### Your goal
Rewrite the data below, swapping every "place one marker" for "set a single point" and keeping everything else the same. Leave the pictures out of your copy.

Object position labeling data
-- Begin --

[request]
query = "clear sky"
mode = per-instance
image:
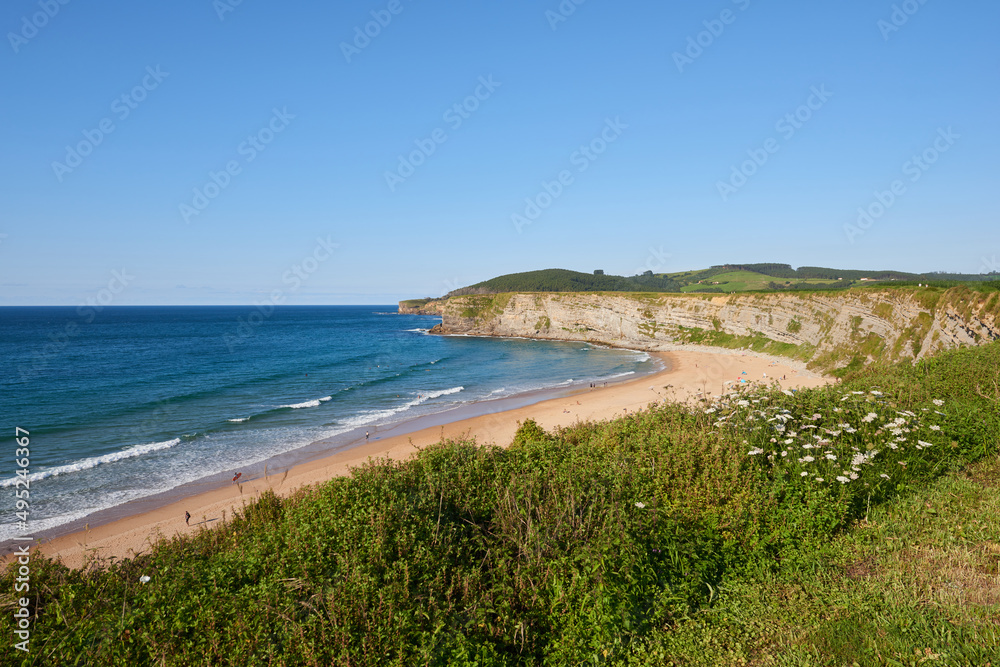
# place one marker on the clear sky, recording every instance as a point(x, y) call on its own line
point(215, 152)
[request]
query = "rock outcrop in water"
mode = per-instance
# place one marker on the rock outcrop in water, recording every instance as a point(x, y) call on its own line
point(830, 330)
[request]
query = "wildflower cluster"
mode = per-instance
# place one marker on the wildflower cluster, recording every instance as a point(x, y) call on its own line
point(858, 437)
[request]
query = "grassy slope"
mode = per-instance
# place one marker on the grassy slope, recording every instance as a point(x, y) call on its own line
point(653, 539)
point(744, 281)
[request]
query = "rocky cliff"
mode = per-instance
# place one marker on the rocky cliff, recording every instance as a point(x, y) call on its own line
point(829, 330)
point(421, 307)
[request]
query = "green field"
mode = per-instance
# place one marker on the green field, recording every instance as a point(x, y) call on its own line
point(743, 281)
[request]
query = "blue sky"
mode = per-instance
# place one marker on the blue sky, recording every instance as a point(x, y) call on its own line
point(619, 136)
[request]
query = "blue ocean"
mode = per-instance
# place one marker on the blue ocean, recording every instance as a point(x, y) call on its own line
point(130, 402)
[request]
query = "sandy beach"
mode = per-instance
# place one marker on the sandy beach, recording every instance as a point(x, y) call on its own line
point(692, 374)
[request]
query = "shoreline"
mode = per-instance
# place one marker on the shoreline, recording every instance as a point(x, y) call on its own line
point(690, 375)
point(324, 448)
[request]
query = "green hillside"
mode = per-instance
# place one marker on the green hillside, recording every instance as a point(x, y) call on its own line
point(561, 280)
point(721, 279)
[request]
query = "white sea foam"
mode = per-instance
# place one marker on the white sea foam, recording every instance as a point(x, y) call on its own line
point(93, 462)
point(382, 415)
point(307, 404)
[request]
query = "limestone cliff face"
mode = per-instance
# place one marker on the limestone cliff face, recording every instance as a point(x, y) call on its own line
point(827, 329)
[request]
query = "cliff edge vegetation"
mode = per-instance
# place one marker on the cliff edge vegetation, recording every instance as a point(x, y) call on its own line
point(833, 332)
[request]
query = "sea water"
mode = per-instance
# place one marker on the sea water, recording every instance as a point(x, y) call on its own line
point(130, 402)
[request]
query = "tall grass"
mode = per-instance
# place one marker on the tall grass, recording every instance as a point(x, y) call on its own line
point(601, 543)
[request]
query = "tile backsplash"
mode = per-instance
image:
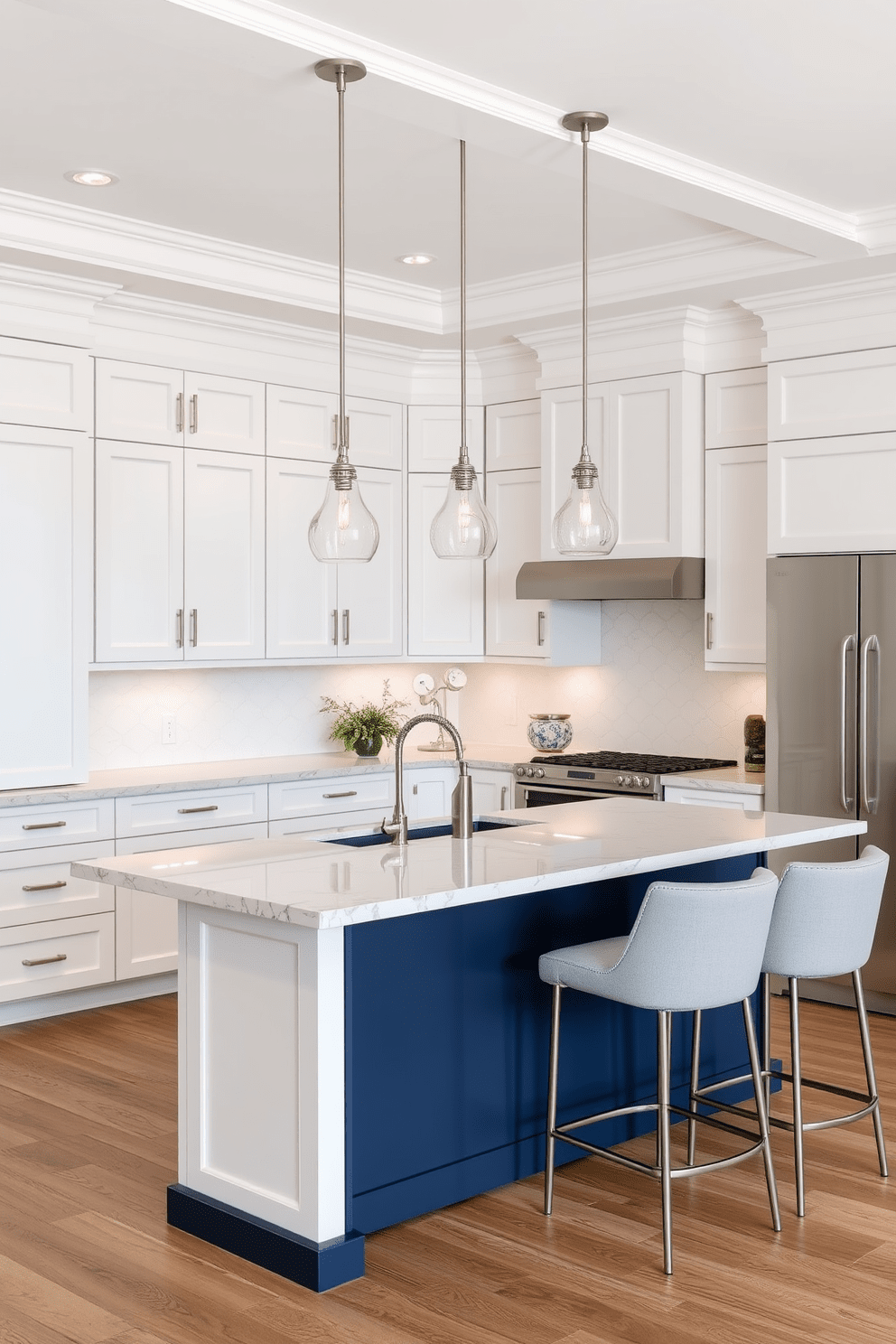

-- End --

### Exercise response
[request]
query = "clear sky"
mode = per-instance
image:
# set a single point on the clear sky, recording every instance as a point(x, y) call on its own line
point(215, 152)
[request]
query = "rock outcrop in water"
mode = per-instance
# set a single point on the rock outcrop in water, recording every instance as a point(x, y) call on its own line
point(830, 330)
[request]
query = "wildflower cluster"
mode = per-instance
# set a single point on the wildflower cluster, recording every instance as a point(x, y) call on its own line
point(858, 437)
[request]
query = "grassy slope"
mode = per-instance
# set a single point on the grassy slope, recording every instance as a point(x, y) call on its own line
point(653, 539)
point(744, 281)
[request]
query = "rocky cliff"
mode = per-instance
# set a single point on the rocky cliff, recording every instance as a point(x, y) call on its own line
point(829, 330)
point(421, 307)
[request]
query = "green field"
mode = per-instance
# set a single point on the green field, recording every instance as a point(x, y) call on its own line
point(743, 281)
[request]
query = "blue sky"
mode = per-instance
# set a single point on the blue sky, recording every instance as a point(x, y) call on its own line
point(619, 136)
[request]
query = "blue ocean"
mode = per-instance
# set a single point on the blue ocean, recording every instance as a point(x, y) call on its own line
point(130, 402)
[request]
query = "sandy beach"
mode = per-instance
# set a single point on the sandy beach, recording every instance as a point(x, y) call on its own line
point(692, 374)
[request]
query = "shoreline"
mode = per-instance
# set a single point on the shoreline, recording every instance as a point(x, y) call on its own line
point(690, 375)
point(324, 448)
[request]
query = "green hillside"
mode = per-instance
# set a single point on the green hillside, recording every instance as a point(x, y) call on its own line
point(561, 280)
point(721, 279)
[request]
query = "white sea foam"
mode = per-instance
# set a single point on the white sea foam, recording every instance as a point(x, y) call on its own line
point(93, 462)
point(382, 415)
point(307, 404)
[request]
query = "limestone cliff face"
mode = per-instance
# set a single point on the limestone cliff face, recording every instance as a point(x, y) call on its own line
point(827, 329)
[request]
query = "cliff edge vegetation"
mode = per-instance
# set a single point on the cliff edge vegetation, recording every instance as a point(x, y) call on its own line
point(833, 332)
[request]
query = "sea water"
mode = per-instance
# set a single point on the sea water, recording every instance as a point(x, y) call on its own line
point(130, 402)
[request]
query = "tall grass"
mode = per-instance
# set a single point on the tall grass, recording every instance as a point(x, y) call on its own line
point(601, 543)
[request]
query = "tile backsplash"
mode = per-instance
image:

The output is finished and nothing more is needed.